_Work instruction_
The data below should be restated word for word, with every picture omitted.

---------- Recorded data

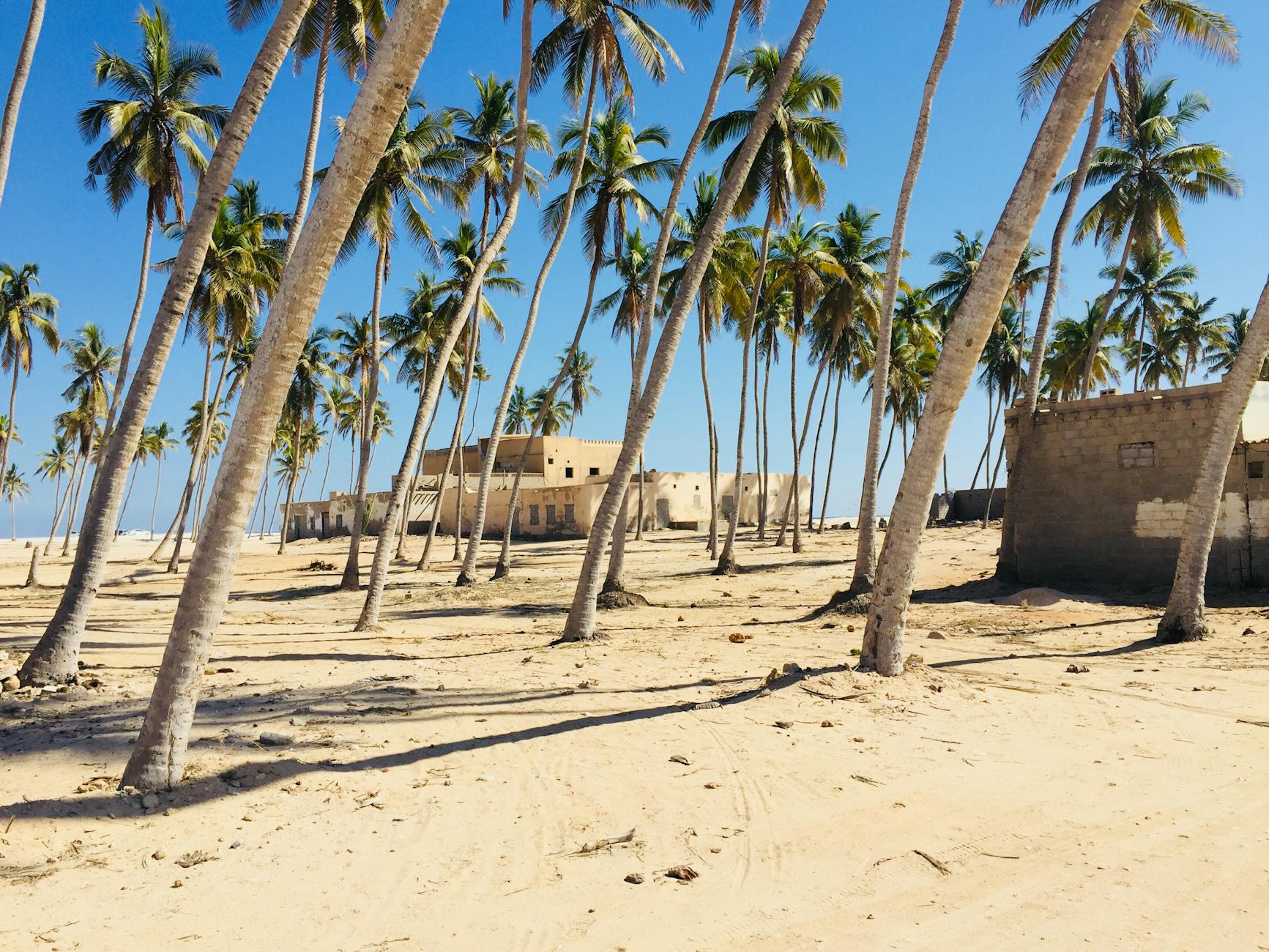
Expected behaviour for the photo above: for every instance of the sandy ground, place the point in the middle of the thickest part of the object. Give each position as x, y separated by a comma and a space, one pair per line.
446, 777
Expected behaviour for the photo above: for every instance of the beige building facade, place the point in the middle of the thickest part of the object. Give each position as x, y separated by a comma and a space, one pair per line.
564, 483
1106, 498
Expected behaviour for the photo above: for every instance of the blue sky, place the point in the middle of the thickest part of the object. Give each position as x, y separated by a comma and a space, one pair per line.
89, 257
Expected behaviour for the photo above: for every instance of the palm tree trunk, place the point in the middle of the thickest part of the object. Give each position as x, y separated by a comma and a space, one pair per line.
21, 71
351, 581
866, 546
127, 495
1184, 620
711, 436
70, 513
884, 636
504, 562
128, 338
581, 614
57, 652
291, 489
815, 452
13, 401
833, 452
467, 574
1099, 328
159, 756
154, 507
306, 176
462, 415
414, 480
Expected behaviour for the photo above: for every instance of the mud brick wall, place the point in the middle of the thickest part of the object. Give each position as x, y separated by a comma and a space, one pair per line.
1108, 488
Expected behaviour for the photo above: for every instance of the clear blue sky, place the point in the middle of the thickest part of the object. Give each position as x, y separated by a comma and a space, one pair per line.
89, 257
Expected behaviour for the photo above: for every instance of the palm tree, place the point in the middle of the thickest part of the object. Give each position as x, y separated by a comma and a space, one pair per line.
848, 306
1221, 353
56, 654
152, 124
417, 166
351, 29
1151, 290
13, 489
784, 171
1183, 21
803, 264
160, 442
609, 174
237, 278
53, 464
517, 413
579, 375
1150, 171
159, 756
1068, 354
884, 635
21, 71
722, 292
26, 314
1184, 619
1194, 332
308, 390
866, 545
551, 410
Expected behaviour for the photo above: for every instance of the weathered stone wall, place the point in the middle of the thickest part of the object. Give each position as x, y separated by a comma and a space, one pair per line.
1109, 483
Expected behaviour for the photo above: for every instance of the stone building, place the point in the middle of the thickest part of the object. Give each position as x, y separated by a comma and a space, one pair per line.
1109, 481
564, 483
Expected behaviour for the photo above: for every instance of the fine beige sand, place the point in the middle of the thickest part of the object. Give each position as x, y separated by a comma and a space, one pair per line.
446, 781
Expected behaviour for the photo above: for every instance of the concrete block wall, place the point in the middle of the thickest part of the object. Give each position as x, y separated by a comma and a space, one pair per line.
1108, 488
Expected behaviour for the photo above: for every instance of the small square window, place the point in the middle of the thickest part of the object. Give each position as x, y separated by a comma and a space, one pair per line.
1136, 456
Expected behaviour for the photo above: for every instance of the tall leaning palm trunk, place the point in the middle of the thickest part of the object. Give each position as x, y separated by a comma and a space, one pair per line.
866, 548
581, 614
370, 616
1184, 619
962, 348
57, 652
727, 564
306, 176
1007, 562
159, 756
26, 53
351, 581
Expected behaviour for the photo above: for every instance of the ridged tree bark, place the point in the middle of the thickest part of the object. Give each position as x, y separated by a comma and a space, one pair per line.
351, 581
581, 614
21, 71
866, 545
57, 652
1186, 620
884, 636
467, 574
306, 174
159, 756
370, 617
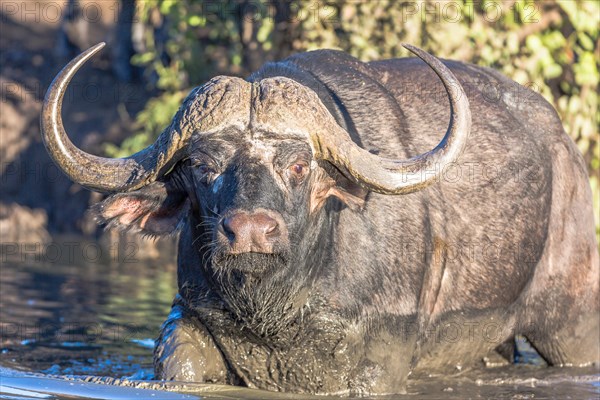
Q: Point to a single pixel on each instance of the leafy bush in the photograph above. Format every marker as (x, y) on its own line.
(550, 46)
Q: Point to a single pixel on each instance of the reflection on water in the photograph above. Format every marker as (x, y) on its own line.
(100, 318)
(89, 318)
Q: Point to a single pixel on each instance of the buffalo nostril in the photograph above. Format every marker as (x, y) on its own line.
(228, 226)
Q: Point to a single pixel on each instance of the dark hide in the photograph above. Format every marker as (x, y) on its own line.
(364, 288)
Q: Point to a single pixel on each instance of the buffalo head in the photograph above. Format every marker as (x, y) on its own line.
(246, 169)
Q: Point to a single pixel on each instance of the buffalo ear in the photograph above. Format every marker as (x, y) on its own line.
(155, 210)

--------------------

_Solved problem_
Expected behaviour for the photo above: for every instance of the sandy ground, place the point in the middle of the thickest part of the object. Give each position as x, y separated by a comma and a space, one pair per line.
446, 777
Expected behaviour for the photo above: for every instance of the beige building facade, place the point in the middle of the thickest part of the object. Give each position as x, y separated by a comma and a space, one pair per line.
564, 483
1106, 498
Expected behaviour for the photo above: for every instance of the blue sky, place the point in the middle of the thickest part of the object. Give each position as x, y separated by a comma and a space, one pair per line.
89, 257
Expected behaviour for the photo above: for every instance of the palm tree trunk, place the point in the middle of the thickest part of the object. Give each position as x, y separated by a comma and a space, one pair per line.
21, 71
351, 581
866, 546
127, 495
1184, 620
711, 436
70, 513
884, 636
504, 562
128, 338
581, 614
57, 652
291, 489
815, 452
13, 401
833, 452
467, 574
1099, 328
159, 756
154, 507
306, 176
462, 415
414, 480
Expected behaviour for the photo above: for every instance of the mud brick wall, place the point in the middle of the thickest part of the object. Give each position as x, y separated by a comma and a space, one pair per line.
1108, 488
Expected behaviour for the photo above: for every instance of the clear blue sky, place the point in the middle of the thickest part of the object. Give each position as x, y separated by a comma and a space, one pair per line.
89, 257
Expected behaviour for the photo above: for every instance of the palm tree, place the point in the middle of the thickest part of the object. Give each position as x, y separated by a comma and a space, one pair per line.
848, 306
1221, 353
56, 654
152, 124
417, 166
351, 29
1151, 290
13, 489
784, 171
1183, 21
803, 264
160, 442
609, 174
237, 278
53, 464
517, 413
579, 375
1150, 171
159, 756
1068, 354
884, 635
21, 71
722, 292
26, 314
1184, 619
1194, 332
308, 390
866, 545
551, 410
Expected behaviour for the photo above: for every instance of the weathered stone wall, place the point in the middle of the thickest part of the object. Give each position as x, y separated by a comma and a space, one pair per line.
1109, 483
Expected behaviour for the photo above: for every instance of the stone building, place the point in the middle of the thickest part of the object. Give each position as x, y separated by a comma and a space, one pair per line.
1109, 481
564, 483
Expected behaviour for the photo above: for every instance of the fine beige sand, place the point in the middle of the thickest part of the object. Give each position as x, y separated by a comma and a space, one pair per line.
446, 781
Expected behaviour for the photo above: for every instance of the concrete block wall, place the point in the middle of the thickest part of the object. Give each position as x, y separated by a comma and a space, one pair per line.
1108, 488
Expected behaviour for the photo above: for every instance of the small square window, place the point in the middle of the thickest part of the object. Give each position as x, y separated by a comma and a space, one pair per line.
1136, 456
Expected behaviour for the photo above: for every instance of the tall leaning palm trunk, place the point in the middle of the thickest part of the object. Give each position as x, y separated by a comma and a space, one pair per line.
866, 548
581, 614
370, 616
1184, 619
962, 348
57, 652
727, 564
306, 176
1007, 562
159, 756
26, 53
351, 581
Expected behaviour for the photo above: for every instance of the ridged tree bark, place the point in the middle of the thickest part of the object. Give each position as x, y separated by a comma and a space, one pair per line.
351, 581
581, 614
21, 71
866, 545
57, 652
1186, 620
884, 636
467, 574
306, 174
159, 756
370, 617
Q: Point to a single pixel on each instance of the leafy bush in the photograph above. Format every marker as (x, y) on its own line.
(550, 46)
Q: Point to a single pixel on each instance of the reflection on water in the photograph above. Format every marker as (x, y) on its own line.
(100, 318)
(89, 318)
Q: Point to a single pixel on each instance of the buffalo nostril in the photograph above. Format every marker as (x, y) on its own line.
(228, 226)
Q: Point to a single pixel on each instance of the dark hide in the photograph above. Format every marker as (x, y) on its own line.
(364, 288)
Q: Point to a single pixel on each instance of the buffalo head in the photograph above. Format every marker as (x, y) on its own line.
(246, 169)
Q: Point to a single pixel on each instance of the buffalo ear in the photograph above. Format every marker as (x, y) on its own line.
(155, 210)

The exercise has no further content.